Below are the records. Reproduce exactly the lines from the one containing "Can you find the worker in" through the final line, and omit any pictures.

▶ _RECORDS TO PROCESS_:
________

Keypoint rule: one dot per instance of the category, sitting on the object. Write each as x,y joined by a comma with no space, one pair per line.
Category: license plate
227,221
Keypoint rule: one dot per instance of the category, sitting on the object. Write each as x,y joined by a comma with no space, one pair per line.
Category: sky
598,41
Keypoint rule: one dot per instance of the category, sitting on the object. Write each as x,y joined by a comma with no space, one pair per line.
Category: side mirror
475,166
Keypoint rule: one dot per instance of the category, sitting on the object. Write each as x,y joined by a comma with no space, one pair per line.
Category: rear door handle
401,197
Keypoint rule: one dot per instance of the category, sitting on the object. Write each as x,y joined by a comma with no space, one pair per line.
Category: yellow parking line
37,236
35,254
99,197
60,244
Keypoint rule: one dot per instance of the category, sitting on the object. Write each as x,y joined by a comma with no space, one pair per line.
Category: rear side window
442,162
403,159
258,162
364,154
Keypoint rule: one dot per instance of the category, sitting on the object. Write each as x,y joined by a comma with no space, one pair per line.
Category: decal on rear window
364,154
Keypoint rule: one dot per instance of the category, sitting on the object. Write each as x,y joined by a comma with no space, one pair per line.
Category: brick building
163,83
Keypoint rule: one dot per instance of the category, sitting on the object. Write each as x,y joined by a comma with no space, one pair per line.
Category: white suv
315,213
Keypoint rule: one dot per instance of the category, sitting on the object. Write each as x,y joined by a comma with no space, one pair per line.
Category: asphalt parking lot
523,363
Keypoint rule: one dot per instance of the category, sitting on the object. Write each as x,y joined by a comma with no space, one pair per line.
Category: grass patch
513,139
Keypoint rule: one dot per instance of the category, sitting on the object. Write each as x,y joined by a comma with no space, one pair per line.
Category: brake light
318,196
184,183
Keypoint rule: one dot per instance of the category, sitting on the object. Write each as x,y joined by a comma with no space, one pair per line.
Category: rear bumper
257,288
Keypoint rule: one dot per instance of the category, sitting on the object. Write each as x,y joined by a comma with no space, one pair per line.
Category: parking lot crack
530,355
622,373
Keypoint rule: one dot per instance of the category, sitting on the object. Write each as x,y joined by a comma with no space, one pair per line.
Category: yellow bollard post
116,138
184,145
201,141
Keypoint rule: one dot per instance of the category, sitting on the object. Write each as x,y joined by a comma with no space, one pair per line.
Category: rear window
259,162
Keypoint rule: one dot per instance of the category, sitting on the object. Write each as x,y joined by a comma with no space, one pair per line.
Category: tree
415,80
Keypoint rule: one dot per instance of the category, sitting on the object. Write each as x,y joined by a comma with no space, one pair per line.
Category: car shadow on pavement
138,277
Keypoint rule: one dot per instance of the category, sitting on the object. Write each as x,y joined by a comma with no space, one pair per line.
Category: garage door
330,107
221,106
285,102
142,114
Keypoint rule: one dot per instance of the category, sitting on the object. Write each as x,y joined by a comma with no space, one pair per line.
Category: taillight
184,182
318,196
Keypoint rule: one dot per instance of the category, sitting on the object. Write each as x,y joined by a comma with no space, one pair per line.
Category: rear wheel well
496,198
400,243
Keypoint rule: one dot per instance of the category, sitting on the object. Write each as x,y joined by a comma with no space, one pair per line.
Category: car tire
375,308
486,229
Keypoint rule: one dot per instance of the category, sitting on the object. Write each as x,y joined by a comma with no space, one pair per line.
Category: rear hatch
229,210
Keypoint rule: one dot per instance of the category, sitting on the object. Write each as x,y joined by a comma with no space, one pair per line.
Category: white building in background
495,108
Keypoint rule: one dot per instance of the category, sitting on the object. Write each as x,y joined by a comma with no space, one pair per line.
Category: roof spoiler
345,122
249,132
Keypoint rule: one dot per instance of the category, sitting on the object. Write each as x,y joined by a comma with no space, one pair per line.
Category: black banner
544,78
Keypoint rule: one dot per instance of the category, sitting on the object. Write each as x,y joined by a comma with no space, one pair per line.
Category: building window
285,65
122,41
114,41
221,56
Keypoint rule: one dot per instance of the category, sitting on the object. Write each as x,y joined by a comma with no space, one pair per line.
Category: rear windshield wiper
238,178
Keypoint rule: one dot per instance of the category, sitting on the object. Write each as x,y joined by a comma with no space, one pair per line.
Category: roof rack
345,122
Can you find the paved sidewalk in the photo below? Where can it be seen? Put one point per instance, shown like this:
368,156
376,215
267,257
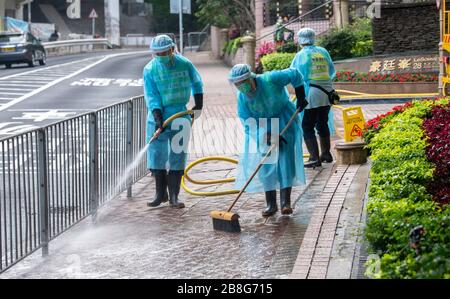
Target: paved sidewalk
130,240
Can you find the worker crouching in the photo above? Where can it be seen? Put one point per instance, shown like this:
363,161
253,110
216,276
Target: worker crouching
264,109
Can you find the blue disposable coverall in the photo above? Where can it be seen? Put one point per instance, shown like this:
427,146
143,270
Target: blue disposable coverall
316,66
168,87
270,101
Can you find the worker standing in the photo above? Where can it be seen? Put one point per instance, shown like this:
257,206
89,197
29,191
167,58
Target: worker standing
262,100
317,68
169,80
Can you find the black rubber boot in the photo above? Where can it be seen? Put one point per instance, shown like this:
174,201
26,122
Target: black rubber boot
325,147
313,149
174,188
271,200
285,201
161,188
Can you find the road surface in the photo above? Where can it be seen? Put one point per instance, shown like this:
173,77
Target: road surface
33,97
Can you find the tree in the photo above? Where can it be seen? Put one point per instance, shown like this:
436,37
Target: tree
224,13
164,21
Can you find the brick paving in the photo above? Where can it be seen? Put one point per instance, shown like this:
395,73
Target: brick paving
315,250
129,240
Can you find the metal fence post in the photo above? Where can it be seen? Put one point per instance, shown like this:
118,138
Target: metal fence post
130,131
43,192
93,164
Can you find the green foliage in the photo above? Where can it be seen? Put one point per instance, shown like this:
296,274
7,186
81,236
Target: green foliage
354,40
362,48
232,46
164,21
399,201
339,42
289,47
224,13
277,61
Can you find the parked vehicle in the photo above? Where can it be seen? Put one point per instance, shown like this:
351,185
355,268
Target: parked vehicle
21,47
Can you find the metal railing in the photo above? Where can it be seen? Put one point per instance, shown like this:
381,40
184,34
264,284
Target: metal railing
54,177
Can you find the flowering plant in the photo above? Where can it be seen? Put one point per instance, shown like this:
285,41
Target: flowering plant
377,77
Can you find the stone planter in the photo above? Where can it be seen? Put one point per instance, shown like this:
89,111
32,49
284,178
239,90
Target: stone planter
388,87
384,88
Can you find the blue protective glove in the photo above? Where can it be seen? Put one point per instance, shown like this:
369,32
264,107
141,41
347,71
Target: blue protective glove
301,98
159,121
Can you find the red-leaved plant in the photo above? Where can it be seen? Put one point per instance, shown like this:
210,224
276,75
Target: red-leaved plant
375,124
346,76
437,129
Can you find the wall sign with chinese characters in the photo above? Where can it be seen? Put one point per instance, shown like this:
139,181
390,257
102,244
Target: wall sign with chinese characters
417,64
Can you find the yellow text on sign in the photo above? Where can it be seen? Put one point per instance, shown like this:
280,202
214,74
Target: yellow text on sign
353,123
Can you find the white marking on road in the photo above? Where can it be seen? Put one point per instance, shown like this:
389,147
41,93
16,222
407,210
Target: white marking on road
53,83
18,85
31,110
42,116
16,89
13,93
43,69
15,128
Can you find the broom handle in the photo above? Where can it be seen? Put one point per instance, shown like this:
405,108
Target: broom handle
262,161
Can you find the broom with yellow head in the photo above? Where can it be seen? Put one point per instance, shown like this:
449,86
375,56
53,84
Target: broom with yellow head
228,221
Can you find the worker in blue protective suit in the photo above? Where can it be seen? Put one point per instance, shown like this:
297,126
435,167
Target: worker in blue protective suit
264,109
169,80
318,71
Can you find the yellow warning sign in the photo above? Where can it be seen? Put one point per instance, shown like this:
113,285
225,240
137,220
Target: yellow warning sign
353,123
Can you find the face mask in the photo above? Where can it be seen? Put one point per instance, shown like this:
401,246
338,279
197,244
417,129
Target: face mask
164,59
245,88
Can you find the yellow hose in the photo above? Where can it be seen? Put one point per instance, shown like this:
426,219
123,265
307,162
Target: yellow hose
208,182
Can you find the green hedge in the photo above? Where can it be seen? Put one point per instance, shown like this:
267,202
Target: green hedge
399,201
354,40
231,46
277,61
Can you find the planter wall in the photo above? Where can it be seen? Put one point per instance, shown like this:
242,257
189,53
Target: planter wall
384,88
231,60
389,87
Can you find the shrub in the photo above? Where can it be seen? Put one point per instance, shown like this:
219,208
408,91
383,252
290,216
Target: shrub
231,46
354,40
362,48
339,43
399,200
289,47
346,76
265,48
277,61
437,129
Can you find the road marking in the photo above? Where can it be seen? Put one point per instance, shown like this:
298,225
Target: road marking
13,93
16,89
31,110
54,82
53,114
106,82
43,69
20,82
13,128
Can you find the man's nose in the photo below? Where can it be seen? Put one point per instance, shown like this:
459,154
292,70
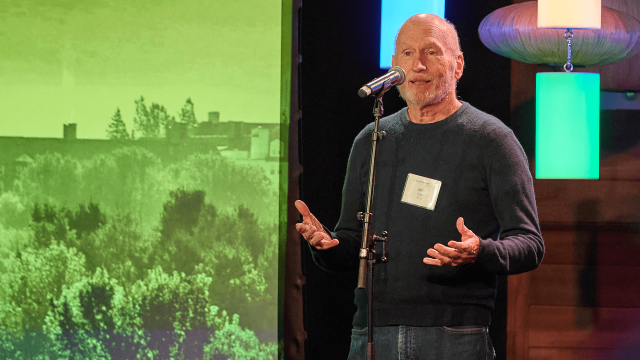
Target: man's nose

________

▶ _FINAL RESULT_:
Can you find the worker in blue protective suit in the photo above? Where can it be seen? Put one point per instance, shown like this:
297,126
435,167
Target: worker in blue protective suit
264,109
169,80
318,71
Can you find the yellow warning sign in the photo above? Where can it be seen? Put one point per instance, shown like this:
113,285
225,240
137,220
Target: yellow warning sign
353,123
Can you find the face mask in the photo above? Where can it be seen? Put one point per instance, shown like this:
401,246
338,279
197,244
417,129
Target: face mask
164,59
245,88
Can you find the yellow hose in the photo above? Where can it be seen? Put one point per instance, shown like this:
426,219
123,265
307,162
Target: yellow hose
208,182
Can you find the green hedge in the photo above? Where can it be seen? Put one point per instance, shown like this:
267,202
Target: green hedge
399,201
354,40
231,46
277,61
Can you find the planter wall in the photo above? Where can it be seen? Put one point per instance, shown like this:
242,257
189,53
Target: planter wall
384,88
231,60
389,87
Can you find the shrub in the photo above? Where can it be seen? Put one point per instance, shown like this:
219,208
408,91
383,252
290,216
Target: shrub
231,46
354,40
362,48
339,43
399,200
289,47
346,76
265,48
277,61
437,129
Can you find the road marking in the photo above? Where can it be seen? Put one point per instance, shown like this:
298,225
Target: road marking
13,93
16,89
31,110
54,82
53,114
106,82
43,69
20,82
13,128
Can you find the man's nose in the photo below? Where can it be seen? Put one point per instance, shown like this:
459,154
292,70
Target: man's nose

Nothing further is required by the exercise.